Requirement: Reproduce every one of the entries below word for word, keeping each line as it is.

## START Data excerpts

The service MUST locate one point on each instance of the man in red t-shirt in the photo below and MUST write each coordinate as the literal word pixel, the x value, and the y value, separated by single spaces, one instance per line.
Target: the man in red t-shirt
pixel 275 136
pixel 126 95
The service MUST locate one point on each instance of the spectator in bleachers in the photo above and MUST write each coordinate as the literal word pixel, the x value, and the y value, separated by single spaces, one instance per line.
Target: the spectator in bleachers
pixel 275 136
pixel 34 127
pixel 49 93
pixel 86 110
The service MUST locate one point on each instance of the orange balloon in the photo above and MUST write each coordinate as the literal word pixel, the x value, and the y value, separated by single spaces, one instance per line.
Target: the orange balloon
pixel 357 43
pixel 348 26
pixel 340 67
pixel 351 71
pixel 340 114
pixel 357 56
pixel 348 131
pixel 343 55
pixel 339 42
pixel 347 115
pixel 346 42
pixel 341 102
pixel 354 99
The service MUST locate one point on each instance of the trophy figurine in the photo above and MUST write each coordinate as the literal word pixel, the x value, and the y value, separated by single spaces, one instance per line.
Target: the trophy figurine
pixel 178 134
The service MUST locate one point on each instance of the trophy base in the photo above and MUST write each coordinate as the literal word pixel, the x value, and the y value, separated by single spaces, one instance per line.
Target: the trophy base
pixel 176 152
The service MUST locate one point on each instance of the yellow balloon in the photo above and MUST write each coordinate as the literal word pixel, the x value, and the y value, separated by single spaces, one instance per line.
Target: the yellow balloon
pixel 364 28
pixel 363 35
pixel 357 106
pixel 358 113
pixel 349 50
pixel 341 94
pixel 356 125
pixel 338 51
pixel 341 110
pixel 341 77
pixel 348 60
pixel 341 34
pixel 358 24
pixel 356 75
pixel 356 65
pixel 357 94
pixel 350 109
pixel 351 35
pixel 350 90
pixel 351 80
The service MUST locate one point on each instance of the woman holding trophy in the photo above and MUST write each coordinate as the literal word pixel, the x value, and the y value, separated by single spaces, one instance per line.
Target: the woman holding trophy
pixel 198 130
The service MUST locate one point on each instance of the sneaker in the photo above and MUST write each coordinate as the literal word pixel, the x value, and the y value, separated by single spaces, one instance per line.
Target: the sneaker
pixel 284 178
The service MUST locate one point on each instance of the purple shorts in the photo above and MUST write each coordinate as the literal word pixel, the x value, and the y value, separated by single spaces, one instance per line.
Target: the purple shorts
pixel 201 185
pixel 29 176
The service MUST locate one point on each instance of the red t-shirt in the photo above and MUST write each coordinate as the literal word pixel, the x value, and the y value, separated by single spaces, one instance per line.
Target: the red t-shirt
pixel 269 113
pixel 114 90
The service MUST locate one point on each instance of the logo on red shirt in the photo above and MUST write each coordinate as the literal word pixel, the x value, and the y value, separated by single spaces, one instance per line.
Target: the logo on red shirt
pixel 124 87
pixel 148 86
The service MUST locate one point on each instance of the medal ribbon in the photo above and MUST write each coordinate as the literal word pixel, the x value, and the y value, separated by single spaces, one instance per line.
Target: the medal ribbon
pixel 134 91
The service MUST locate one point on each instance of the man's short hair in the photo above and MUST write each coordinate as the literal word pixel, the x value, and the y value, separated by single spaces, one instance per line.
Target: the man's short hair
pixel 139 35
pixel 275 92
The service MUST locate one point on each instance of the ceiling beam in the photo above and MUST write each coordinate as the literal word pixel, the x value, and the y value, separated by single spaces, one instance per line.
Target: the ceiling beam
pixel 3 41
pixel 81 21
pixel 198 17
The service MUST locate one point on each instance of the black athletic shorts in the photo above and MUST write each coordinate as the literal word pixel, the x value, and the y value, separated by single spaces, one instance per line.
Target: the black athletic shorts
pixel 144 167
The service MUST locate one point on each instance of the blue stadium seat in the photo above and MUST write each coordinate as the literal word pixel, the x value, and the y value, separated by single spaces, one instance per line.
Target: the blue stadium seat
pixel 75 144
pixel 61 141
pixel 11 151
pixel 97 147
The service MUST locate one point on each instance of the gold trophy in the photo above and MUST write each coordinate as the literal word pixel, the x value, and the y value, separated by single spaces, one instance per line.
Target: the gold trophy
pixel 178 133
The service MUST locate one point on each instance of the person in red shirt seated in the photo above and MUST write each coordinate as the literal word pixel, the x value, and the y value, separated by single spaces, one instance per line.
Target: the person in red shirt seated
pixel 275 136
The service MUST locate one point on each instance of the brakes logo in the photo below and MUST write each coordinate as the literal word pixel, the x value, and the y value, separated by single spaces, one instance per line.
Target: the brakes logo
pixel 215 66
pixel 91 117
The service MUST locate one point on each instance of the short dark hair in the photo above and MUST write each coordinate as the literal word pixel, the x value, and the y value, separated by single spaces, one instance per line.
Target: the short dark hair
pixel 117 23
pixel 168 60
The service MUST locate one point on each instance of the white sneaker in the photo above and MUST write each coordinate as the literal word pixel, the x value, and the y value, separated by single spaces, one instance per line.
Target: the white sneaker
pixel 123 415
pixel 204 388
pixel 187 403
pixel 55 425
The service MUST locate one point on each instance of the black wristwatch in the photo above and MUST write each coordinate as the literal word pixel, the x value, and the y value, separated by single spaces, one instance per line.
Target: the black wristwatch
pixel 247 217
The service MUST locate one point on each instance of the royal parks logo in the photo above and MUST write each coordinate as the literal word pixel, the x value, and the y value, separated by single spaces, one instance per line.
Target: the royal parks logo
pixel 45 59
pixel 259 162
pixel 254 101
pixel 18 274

## END Data excerpts

Correct result:
The service MUST locate one point on each instance of the man in red t-shirt in the photo below and MUST write each coordinate as the literal word pixel, the x value, and the y value, separated by single spaces, one instance per line.
Target: the man in red t-shirt
pixel 275 136
pixel 126 95
The service MUST locate one point on each instance of the spectator in bleachers in the photo above and MUST write each coordinate as the literal word pixel, the x value, and the y value, separated by single spaces, one instance per line.
Target: the spectator in bleachers
pixel 275 136
pixel 34 127
pixel 49 93
pixel 86 110
The service MUST locate one point on each instance of the orange balloon in the photo above and MUST write each coordinate as the literal word pixel, the x value, and the y value, separated by single spaces, one instance per line.
Target: the orange balloon
pixel 357 43
pixel 348 26
pixel 340 67
pixel 351 71
pixel 340 114
pixel 357 56
pixel 348 131
pixel 343 55
pixel 339 42
pixel 347 115
pixel 346 42
pixel 341 102
pixel 354 99
The service MUST locate one point on each instance of the trophy figurine in the photo above and MUST write each coordinate as the literal word pixel, the x value, and the y value, separated by single spaces, one instance per line.
Target: the trophy figurine
pixel 178 134
The service MUST locate one point on each instance of the trophy base in the photo above and MUST write each coordinate as the literal word pixel, the x value, and the y value, separated by single spaces, one instance per line.
Target: the trophy base
pixel 176 152
The service MUST locate one point on each instance of the yellow balloon in the photo above and MUST write each coordinate as the literal word pixel, the x value, and the y value, separated by single spaces, one instance per line.
Target: the yellow balloon
pixel 364 28
pixel 363 35
pixel 357 106
pixel 358 113
pixel 349 50
pixel 341 94
pixel 356 125
pixel 338 51
pixel 341 110
pixel 341 77
pixel 348 60
pixel 341 34
pixel 358 24
pixel 356 75
pixel 356 65
pixel 357 94
pixel 350 109
pixel 351 35
pixel 350 90
pixel 351 80
The service MUST locate one point on each instance of the woman holding trophy in the photo above and MUST write each coordinate as the literal word pixel, the x value, and the y value, separated by single spaces, one instance per line.
Target: the woman holding trophy
pixel 198 130
The service MUST locate one point on each instance of the sneaker in the photo above and MUST write each coordinate as the literal word pixel, the x value, and the y value, separated by single spaces, one instance per line.
Target: the sneaker
pixel 284 178
The service MUST locate one point on each instance of the purple shorts in the photo above and MUST write each coordinate as the literal word pixel, the x value, and the y value, separated by single spaces, one instance per line.
Target: the purple shorts
pixel 201 185
pixel 29 176
The service MUST locate one point on each instance of the red t-shirt in the photo above and MUST write each coordinate as the literal word pixel, the x value, and the y value, separated by single spaces, one instance per line.
Target: the red t-shirt
pixel 269 113
pixel 114 90
The service MUST locate one point on each instance of the logo on red shirt in the photo above and MUST write each coordinate as the literal word pixel, the x value, and the y value, separated by single spaces, one instance per line.
Target: the logo on red shirt
pixel 124 87
pixel 148 86
The service MUST locate one point on each instance of the medal ribbon in the photo above and MUST write each coordinate as the literal word pixel, the x value, and the y value, separated by single spaces, one instance per line.
Target: the medal ribbon
pixel 134 91
The service MUST locate one point on each instance of the man's short hair in the photo above and MUST write each coordinate as the literal word pixel, the x value, and the y value, separated by single spaces, one instance per line.
Target: the man's short hair
pixel 139 35
pixel 275 92
The service MUST locate one point on each instance of the ceiling beam in the photo above and MUST write each coordinate as the literal word pixel, the x value, and the y value, separated by single spaces, one instance per line.
Target: the ceiling beam
pixel 3 41
pixel 81 21
pixel 198 17
The service MUST locate one point on each instance of the black athletic shorts in the photo above and MUST write each coordinate as the literal word pixel, the x value, and the y value, separated by single spaces, one instance per line.
Target: the black athletic shorts
pixel 144 167
The service MUST locate one point on each instance of the blue stadium seat in the photo above and MUST write each coordinate as the literal word pixel, the x value, and the y value, separated by single spaces, one instance per line.
Target: the blue stadium seat
pixel 75 144
pixel 61 141
pixel 11 151
pixel 97 147
The service MUST locate one point on each instance of the gold trophy in the photo above and MUST write each coordinate as the literal word pixel, the x value, and the y value, separated by single spaces, one instance per line.
Target: the gold trophy
pixel 178 133
The service MUST locate one point on each instance of the person in red shirt seated in the photo above and MUST write each coordinate as the literal word pixel, the x value, and the y value, separated by single spaces, one instance per line.
Target: the person in red shirt seated
pixel 275 136
The service MUST locate one point on each instance of the brakes logo in the photo below and MUST write each coordinate as the literal word pixel, the x value, and the y value, separated by single spaces, one instance per line.
Target: the brakes logo
pixel 215 66
pixel 91 117
The service MUST locate one point on each instance of the short dark hair in the photo above and MUST write each coordinate as the literal word pixel, the x value, and the y value, separated by single spaces, one instance per line.
Target: the short dark hair
pixel 117 23
pixel 168 60
The service MUST locate one point on each instance of the white sneaker in the photo above and MUST write each coordinate as the literal word pixel, the x value, and the y value, separated by single spaces, one instance per line.
Target: the white sneaker
pixel 123 415
pixel 204 388
pixel 187 403
pixel 55 425
The service MUST locate one point on each instance of the black wristwatch in the photo above and MUST write each coordinate as the literal word pixel, the x value, and the y value, separated by single spaces, one instance per line.
Target: the black wristwatch
pixel 247 217
The service MUST locate one point on each instance of the royal parks logo in the photo above and MUST write each coordinate as the literal word pixel, the x value, and the y value, separated by single spaces, one instance per line.
Target: the royal parks logo
pixel 45 59
pixel 259 162
pixel 254 101
pixel 18 274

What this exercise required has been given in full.